WORK REQUEST: Within the records below, filter for lines carrying the word "query" and copy them.

INPUT DATA:
┏━━

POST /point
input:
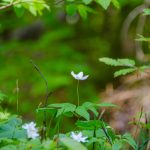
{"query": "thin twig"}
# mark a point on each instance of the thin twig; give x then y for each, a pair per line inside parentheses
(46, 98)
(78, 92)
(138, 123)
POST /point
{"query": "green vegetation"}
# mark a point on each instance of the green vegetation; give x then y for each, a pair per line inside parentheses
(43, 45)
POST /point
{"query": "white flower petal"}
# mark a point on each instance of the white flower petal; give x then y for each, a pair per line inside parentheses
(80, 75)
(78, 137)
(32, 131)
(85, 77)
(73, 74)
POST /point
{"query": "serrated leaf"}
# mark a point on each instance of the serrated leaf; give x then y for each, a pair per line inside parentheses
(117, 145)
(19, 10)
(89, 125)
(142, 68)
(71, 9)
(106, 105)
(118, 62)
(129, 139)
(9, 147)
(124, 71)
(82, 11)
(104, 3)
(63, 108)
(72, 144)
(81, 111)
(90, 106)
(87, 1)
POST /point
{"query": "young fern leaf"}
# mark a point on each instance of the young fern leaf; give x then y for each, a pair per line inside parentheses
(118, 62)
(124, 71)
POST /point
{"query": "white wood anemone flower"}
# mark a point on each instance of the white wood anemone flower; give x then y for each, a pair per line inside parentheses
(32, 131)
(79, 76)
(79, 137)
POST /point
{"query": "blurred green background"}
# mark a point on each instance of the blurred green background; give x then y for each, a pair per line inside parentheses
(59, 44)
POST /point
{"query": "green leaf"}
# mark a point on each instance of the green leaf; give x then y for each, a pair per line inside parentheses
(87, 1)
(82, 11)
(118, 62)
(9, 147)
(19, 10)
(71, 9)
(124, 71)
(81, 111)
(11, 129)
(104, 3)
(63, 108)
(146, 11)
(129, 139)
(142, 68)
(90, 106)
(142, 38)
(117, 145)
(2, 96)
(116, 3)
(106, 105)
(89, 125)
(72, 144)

┗━━
┏━━

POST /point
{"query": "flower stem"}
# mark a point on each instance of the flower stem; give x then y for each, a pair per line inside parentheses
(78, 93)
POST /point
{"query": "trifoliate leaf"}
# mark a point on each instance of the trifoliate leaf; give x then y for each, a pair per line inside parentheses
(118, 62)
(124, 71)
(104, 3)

┗━━

FINISHED EXERCISE:
{"query": "thin twig"}
{"query": "green vegetation"}
{"query": "white flower petal"}
{"query": "serrated leaf"}
{"query": "young fern leaf"}
{"query": "white wood anemone flower"}
{"query": "blurred green background"}
{"query": "green leaf"}
{"query": "flower stem"}
{"query": "trifoliate leaf"}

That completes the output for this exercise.